• _Task details_: Please state how much lotion or cream the TGA sunscreen review summary below says to apply to each area of the body.

TGA outcomes of listed sunscreen products review

Pharmacists may recall news headlines earlier this year about people experiencing significant sunburn despite application of high sun protection factor sunscreens.

Reports were accompanied by distressing images, including of children, with swollen faces, blisters and red raw skin. Some consumers had queried the contents or effectiveness of some sunscreens, particularly aerosol products.

TGA has recently published the outcomes of a compliance review of sunscreens. This was part of a regular monitoring and review process (not in response to concerns raised) that applies to listed medicines.

Key findings published by the TGA include:

  • No compliance deficiencies of concern relating to quality, safety and efficacy in everyday use.
  • No sensitivity issues with the ingredients were identified.

However it was noted that:

  • Some individuals may be sensitive to ingredients found in sunscreens.
  • Side effects, such as allergic reactions are possible (as is true for any cosmetic, medicines, skin treatment and some foods).
  • Consumers are encouraged to perform a test on a small patch of skin prior to use.

SPF-testing data supported SPF claims on aerosol sunscreens, but testing confirmed that application remains an issue:

  • Sunscreen is only effective if applied correctly and thoroughly.
  • The quantity of product delivered and the amount lost into the atmosphere during aerosol application varies between brands.

Pharmacists and pharmacy assistants can remind consumers of appropriate application of sunscreens, and this is especially important for aerosol sunscreens which are relatively new to the market.

  • Apply liberally (at least 1 teaspoon/5 ml for lotions/creams) to each area (e.g. arm, leg, back) for full coverage and effectiveness.
  • Re-apply regularly (every two hours), following instructions on the label – especially after swimming or towelling.
  • Water activities or activities that may cause perspiration require more frequent application.
  • Sunscreen products do not block 100% of UV radiation. You will become sunburnt if your skin is exposed to the sun for extended periods.

• _Raw data_:
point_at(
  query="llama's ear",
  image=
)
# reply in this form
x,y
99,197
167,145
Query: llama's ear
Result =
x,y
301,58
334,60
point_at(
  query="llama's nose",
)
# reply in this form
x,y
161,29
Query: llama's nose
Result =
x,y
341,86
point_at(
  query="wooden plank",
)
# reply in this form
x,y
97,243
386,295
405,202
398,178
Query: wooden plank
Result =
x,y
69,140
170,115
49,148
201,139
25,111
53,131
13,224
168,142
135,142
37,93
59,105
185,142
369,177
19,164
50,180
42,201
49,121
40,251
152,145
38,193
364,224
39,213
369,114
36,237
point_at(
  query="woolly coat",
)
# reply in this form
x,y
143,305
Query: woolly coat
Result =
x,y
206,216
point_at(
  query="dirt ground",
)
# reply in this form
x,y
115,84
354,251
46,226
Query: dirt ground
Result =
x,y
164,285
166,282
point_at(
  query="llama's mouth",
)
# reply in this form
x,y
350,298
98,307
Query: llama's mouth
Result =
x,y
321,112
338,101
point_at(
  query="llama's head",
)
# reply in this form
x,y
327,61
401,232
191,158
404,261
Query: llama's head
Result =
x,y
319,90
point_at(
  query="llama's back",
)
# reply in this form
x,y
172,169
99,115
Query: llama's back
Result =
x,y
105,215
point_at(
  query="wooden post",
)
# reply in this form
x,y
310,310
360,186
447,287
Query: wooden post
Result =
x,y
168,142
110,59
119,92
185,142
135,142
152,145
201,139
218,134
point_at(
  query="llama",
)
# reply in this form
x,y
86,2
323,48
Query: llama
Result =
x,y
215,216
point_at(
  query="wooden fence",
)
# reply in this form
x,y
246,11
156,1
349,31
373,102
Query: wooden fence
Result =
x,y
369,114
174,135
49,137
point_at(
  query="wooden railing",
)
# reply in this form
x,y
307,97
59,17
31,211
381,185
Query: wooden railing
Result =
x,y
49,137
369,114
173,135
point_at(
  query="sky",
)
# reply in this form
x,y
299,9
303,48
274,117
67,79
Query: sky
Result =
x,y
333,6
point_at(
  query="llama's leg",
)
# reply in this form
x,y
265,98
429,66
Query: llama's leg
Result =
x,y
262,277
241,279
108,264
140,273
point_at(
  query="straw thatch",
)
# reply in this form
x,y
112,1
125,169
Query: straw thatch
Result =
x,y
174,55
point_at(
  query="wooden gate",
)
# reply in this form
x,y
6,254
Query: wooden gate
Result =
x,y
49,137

• _Answer to the problem_: At least 1 teaspoon (5 ml) to each area, such as an arm, leg or the back.